Work to complete:
Transcribe the listing below in its entirety, exactly.
----
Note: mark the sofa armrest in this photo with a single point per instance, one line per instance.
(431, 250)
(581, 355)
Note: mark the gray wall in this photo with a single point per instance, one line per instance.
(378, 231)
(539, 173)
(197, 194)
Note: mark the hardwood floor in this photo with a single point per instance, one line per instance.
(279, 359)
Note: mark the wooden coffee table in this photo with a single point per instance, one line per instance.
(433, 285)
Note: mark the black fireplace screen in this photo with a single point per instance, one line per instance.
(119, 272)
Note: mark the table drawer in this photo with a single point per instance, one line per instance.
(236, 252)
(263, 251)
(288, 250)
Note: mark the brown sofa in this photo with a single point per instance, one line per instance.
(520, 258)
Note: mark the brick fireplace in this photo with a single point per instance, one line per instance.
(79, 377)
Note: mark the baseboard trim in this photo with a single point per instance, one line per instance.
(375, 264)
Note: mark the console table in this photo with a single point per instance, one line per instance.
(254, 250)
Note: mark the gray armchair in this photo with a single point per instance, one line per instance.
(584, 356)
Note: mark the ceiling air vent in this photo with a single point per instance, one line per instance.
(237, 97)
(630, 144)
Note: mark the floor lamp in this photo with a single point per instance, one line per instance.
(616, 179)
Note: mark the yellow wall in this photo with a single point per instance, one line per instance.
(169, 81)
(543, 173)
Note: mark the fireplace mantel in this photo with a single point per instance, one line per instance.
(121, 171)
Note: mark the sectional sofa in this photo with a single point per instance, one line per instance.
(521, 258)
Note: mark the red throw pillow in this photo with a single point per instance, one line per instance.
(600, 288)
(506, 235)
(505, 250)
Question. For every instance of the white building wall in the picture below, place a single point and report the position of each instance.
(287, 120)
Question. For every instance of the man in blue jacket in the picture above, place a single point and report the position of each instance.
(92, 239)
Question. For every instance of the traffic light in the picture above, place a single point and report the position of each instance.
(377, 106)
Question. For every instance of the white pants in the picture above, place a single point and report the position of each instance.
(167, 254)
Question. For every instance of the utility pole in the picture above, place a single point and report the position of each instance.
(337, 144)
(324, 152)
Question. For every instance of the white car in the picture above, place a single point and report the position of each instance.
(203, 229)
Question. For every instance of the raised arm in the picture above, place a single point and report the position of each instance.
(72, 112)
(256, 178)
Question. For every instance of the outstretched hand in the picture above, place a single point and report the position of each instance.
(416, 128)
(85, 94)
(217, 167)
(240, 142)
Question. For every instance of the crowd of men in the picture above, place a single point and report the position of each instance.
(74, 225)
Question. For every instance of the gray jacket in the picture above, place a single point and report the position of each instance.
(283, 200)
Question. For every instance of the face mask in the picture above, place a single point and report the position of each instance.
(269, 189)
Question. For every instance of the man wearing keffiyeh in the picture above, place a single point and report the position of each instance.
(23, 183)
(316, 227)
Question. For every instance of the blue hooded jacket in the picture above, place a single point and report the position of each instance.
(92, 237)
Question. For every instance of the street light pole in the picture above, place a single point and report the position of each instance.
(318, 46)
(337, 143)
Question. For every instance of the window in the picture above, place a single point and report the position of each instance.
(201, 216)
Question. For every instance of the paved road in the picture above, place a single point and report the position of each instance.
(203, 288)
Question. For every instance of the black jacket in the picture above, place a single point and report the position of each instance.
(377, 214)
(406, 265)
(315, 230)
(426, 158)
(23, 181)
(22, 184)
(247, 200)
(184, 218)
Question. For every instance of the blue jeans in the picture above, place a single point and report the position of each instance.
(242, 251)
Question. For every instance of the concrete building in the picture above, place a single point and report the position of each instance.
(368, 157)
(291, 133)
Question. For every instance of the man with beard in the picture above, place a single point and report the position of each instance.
----
Written solution:
Note: mark the sofa armrest in this photo with a single point per instance, one line per instance.
(431, 250)
(581, 355)
Note: mark the gray wall in this photo with a single point per instance, one line per instance.
(378, 231)
(539, 173)
(197, 194)
Note: mark the hardwood floor in this photo with a single point per instance, one line per instance.
(279, 359)
Note: mark the wooden coffee table in this photo with a single point per instance, one line per instance.
(433, 285)
Note: mark the black fireplace screen in this photo with a single point per instance, one line per instance.
(119, 272)
Note: mark the table drawer in this photo with a single point per instance, one line per instance.
(236, 252)
(263, 251)
(288, 250)
Note: mark the brown sofa in this photo with a single point per instance, one line per instance.
(520, 258)
Note: mark the brick fireplace in this photo with a single point per instance, one line per instance.
(79, 377)
Note: mark the baseboard trim in this photo with a single point per instance, one line per instance.
(375, 264)
Note: mark the console table in this photo with a single point per instance, one line per instance.
(254, 250)
Note: mark the gray armchair in this photo with a single point per instance, one line per instance.
(584, 356)
Note: mark the ceiling air vent in this photo with a single point per instance, one line per instance.
(237, 97)
(630, 144)
Note: mark the floor lamp in this photo with a single point per instance, one line per instance.
(616, 179)
Note: mark the yellow wall in this photo with a single point per instance, one line per instance.
(169, 81)
(543, 173)
Note: mark the fireplace mantel in this photo with a single point per instance, one line per instance.
(121, 171)
Note: mark the sectional sofa in this photo with a single point per instance, one line per instance.
(521, 258)
Note: mark the red throw pillow in this photo with a single point per instance, one line per instance.
(600, 288)
(506, 235)
(505, 250)
Question. For every instance of the white building wall in the picture below, place a single point and report the position of each instance.
(287, 120)
Question. For every instance of the man in blue jacket in the picture above, place a single point and report the position of each instance.
(92, 239)
Question. For every instance of the traffic light in the picture above, place a single point and report the position of each instance.
(377, 106)
Question. For every instance of the white pants in the picture above, place a single point and report the position of each instance.
(167, 254)
Question. For every instance of the utility pole in the picture above, place a single point and report the position of each instance.
(337, 144)
(324, 152)
Question. For every instance of the white car in the picture above, place a single point and report the position of each instance.
(203, 229)
Question. For every instance of the raised arm in the picture above, place a single point and report the position of each instance.
(72, 112)
(256, 178)
Question. For every instance of the outstretched hand in the picture above, place a single point and report the position of each instance.
(416, 128)
(85, 94)
(217, 167)
(240, 142)
Question. For every instance of the crowd of men in the picture above, place a single point and report the position of each instance.
(74, 225)
Question. For every instance of the gray jacket in the picture above, place a single point and report the position of each instance.
(283, 200)
Question. For every instance of the face mask in the picture above, place a single point and report the position of each instance.
(269, 189)
Question. For every instance of the man wearing keffiyeh in the picture above, place a single point and report the position of each instance.
(23, 183)
(316, 227)
Question. For every instance of the blue hooded jacket in the picture above, place a single point and report the position of each instance.
(92, 237)
Question. For every instance of the street light pole in the picture above, place a single point and report the position of each instance.
(318, 46)
(337, 143)
Question. For every instance of the window in the picture above, place a single point and report the position of each instance.
(201, 216)
Question. For every instance of the paved road in the picture above, place a single point and report the position of each instance.
(203, 288)
Question. For every instance of the black jacket in the picture above, place a single point and report the position of each instance.
(377, 214)
(406, 265)
(315, 230)
(426, 158)
(23, 181)
(22, 184)
(247, 200)
(184, 218)
Question. For every instance of the blue jeans in the picture above, place a single point and report the position of each instance.
(242, 251)
Question. For every instance of the concrete building in the picture above, place a single point and report the position of each instance.
(368, 157)
(291, 133)
Question. For every instance of the man with beard in the picture above, place a single point and report the position of each instance.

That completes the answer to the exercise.